• _WHAT THIS TASK INVOLVES_
Read the entries below and pull out each line with the string "foam".

• _RECORDS TO PROCESS_
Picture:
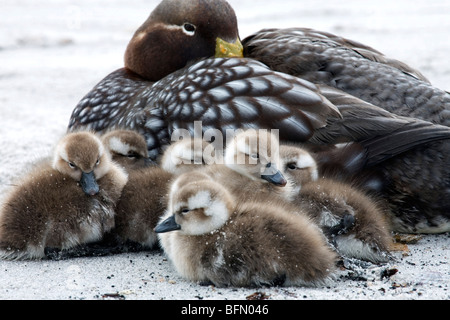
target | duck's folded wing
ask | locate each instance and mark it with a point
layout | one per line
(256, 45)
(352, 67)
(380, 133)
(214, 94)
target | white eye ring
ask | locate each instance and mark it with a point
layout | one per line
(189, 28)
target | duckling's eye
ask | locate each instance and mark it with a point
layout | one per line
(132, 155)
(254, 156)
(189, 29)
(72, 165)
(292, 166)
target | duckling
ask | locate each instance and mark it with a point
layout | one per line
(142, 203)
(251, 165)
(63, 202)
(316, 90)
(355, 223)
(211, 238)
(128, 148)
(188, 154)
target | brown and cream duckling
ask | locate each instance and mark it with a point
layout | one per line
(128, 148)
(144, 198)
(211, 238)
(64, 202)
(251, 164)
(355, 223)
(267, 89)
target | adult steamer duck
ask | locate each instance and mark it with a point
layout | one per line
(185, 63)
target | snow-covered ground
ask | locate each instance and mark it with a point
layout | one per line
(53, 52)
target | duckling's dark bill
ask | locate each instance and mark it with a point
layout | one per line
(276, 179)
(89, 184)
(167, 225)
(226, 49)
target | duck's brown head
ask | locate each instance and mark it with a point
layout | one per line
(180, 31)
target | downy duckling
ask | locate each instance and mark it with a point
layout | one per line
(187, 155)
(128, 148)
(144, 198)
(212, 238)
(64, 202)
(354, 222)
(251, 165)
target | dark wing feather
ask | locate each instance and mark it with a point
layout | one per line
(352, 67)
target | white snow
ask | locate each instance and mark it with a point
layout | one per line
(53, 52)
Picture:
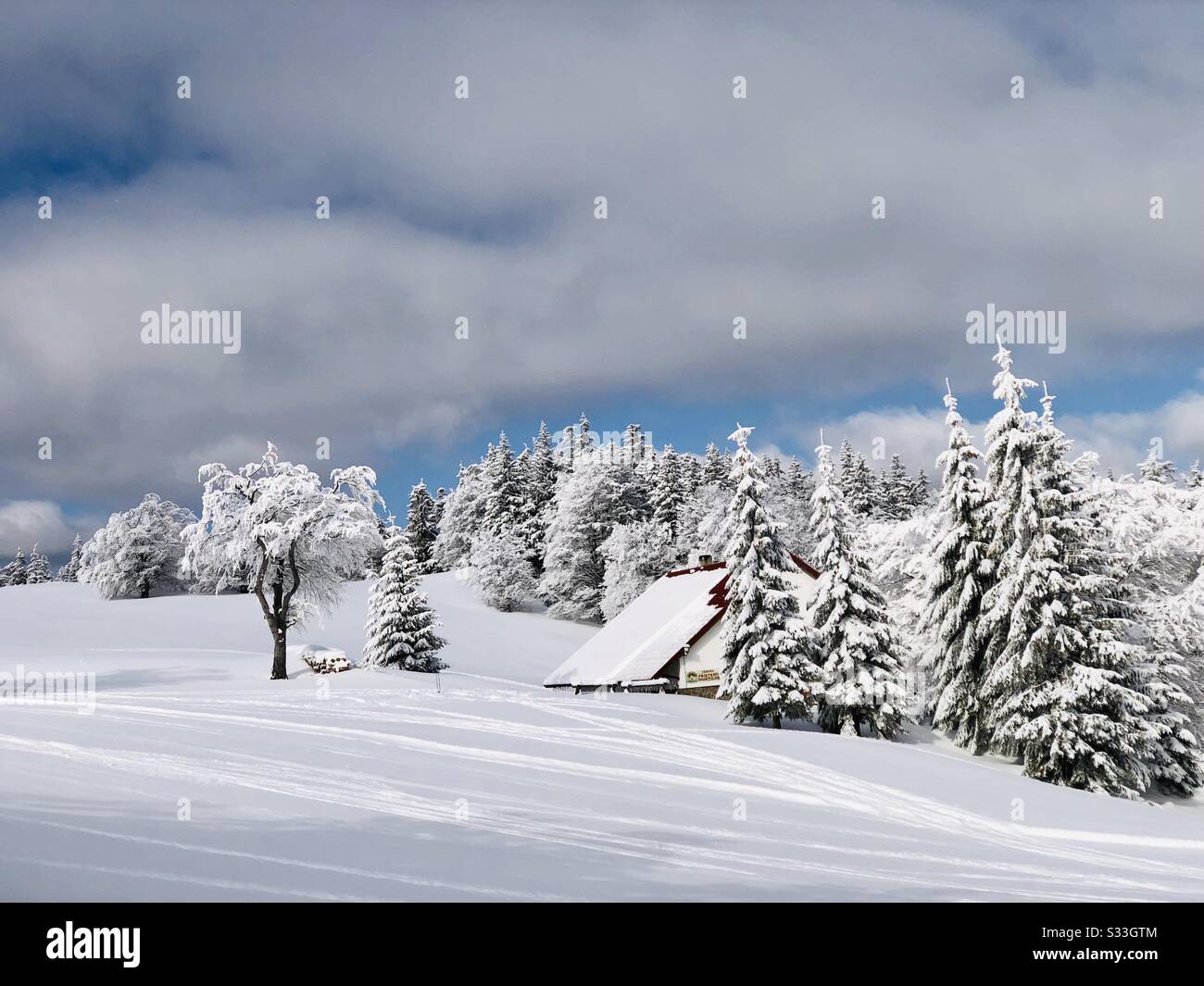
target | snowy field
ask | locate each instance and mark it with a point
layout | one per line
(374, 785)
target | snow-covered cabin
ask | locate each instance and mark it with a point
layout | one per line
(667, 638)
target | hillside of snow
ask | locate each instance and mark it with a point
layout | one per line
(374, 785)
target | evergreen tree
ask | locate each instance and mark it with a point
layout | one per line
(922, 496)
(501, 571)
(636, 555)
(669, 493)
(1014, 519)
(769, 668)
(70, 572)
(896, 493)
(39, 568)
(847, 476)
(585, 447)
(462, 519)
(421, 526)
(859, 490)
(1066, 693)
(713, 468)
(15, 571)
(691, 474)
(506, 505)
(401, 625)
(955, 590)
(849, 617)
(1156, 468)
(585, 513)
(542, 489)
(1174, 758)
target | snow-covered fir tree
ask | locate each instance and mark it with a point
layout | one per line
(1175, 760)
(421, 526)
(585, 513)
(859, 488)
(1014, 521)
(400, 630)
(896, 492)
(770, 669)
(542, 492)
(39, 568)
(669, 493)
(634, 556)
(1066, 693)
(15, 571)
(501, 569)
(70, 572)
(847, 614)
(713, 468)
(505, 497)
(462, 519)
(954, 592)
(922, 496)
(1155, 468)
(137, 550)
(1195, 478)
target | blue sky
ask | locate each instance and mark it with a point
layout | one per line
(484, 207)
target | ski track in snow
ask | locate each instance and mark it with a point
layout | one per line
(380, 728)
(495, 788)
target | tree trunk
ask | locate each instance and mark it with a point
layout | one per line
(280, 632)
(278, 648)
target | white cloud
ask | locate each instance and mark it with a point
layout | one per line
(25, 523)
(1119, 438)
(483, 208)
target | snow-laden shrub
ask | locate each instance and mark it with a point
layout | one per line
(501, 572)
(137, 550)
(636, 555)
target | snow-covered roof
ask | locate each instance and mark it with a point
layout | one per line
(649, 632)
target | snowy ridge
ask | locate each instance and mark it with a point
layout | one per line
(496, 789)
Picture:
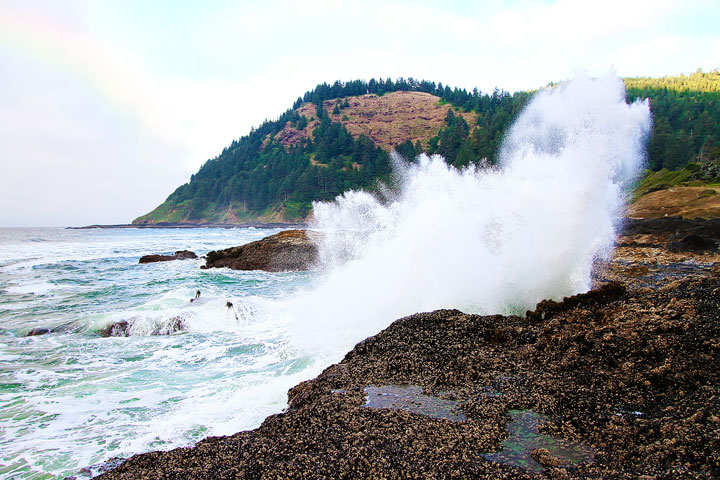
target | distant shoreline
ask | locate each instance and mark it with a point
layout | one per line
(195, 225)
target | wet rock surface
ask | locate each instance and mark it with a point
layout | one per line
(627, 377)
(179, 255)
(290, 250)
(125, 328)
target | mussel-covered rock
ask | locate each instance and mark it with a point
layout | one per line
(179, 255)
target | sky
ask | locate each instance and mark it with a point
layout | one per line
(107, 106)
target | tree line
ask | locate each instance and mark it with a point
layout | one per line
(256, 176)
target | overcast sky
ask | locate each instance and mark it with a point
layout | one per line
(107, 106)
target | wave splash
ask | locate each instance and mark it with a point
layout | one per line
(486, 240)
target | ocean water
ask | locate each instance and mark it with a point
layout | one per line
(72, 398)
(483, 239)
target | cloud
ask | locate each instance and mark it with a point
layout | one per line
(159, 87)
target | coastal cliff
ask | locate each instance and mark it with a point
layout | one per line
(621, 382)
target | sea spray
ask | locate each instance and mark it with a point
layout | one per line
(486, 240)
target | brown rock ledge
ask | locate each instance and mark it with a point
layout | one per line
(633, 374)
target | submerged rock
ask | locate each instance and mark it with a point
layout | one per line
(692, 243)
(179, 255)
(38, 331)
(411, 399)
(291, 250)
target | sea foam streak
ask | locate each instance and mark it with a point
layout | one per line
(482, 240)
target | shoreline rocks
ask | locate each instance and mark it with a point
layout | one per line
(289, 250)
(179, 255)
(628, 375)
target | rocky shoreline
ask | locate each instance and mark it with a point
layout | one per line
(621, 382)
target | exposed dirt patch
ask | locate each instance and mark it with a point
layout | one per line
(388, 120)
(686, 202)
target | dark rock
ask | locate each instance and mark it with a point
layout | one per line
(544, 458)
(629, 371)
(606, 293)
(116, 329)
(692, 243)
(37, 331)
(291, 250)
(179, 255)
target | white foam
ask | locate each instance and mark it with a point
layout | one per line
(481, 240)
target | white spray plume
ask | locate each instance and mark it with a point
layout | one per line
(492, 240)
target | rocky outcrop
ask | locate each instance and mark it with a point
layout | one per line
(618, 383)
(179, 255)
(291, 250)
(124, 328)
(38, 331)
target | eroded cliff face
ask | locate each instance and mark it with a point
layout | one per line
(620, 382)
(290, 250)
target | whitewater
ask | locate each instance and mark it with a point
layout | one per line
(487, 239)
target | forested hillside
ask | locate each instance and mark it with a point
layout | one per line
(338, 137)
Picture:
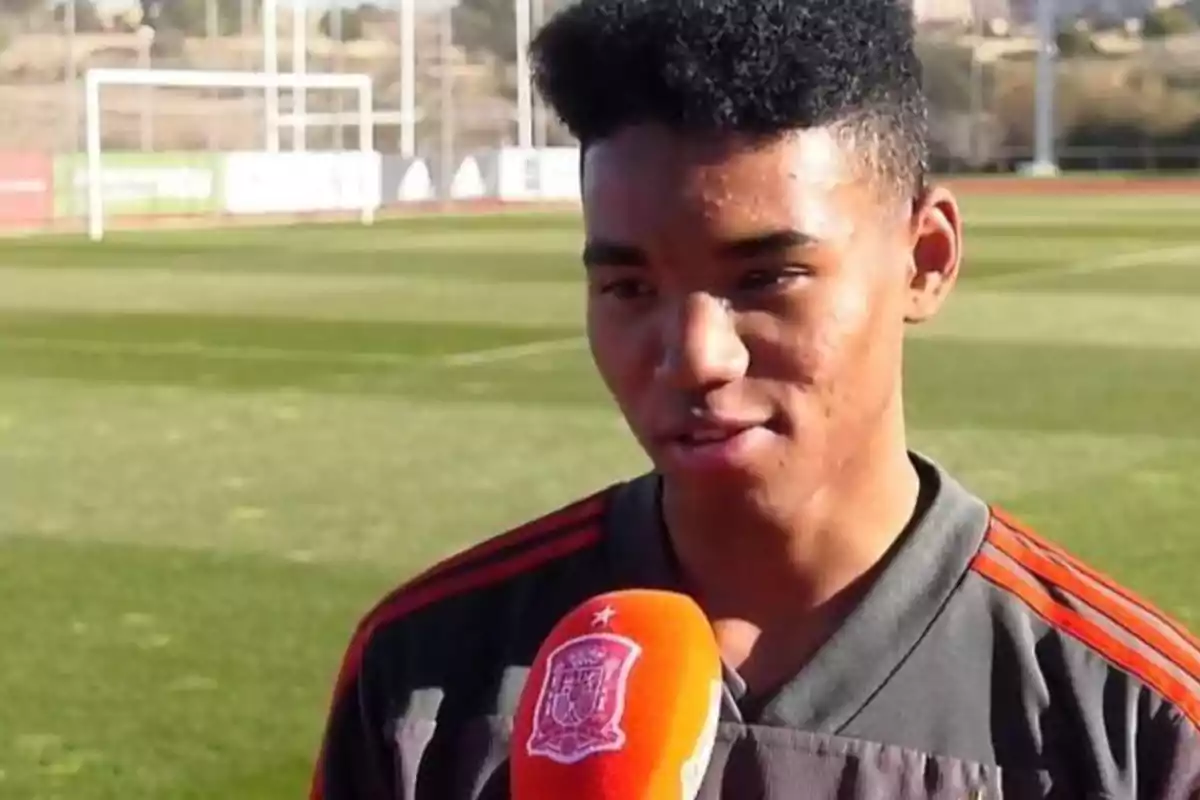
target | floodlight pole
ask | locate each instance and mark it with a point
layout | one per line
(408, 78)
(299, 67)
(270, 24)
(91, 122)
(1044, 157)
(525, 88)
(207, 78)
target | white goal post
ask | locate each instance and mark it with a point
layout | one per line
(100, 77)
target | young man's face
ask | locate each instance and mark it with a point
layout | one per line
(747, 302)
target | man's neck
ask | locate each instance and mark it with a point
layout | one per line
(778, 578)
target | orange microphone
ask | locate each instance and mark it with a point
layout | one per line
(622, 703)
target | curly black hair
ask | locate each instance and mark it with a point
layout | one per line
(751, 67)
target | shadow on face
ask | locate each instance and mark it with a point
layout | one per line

• _EXERCISE ANSWER_
target | sea foam streak
target | white foam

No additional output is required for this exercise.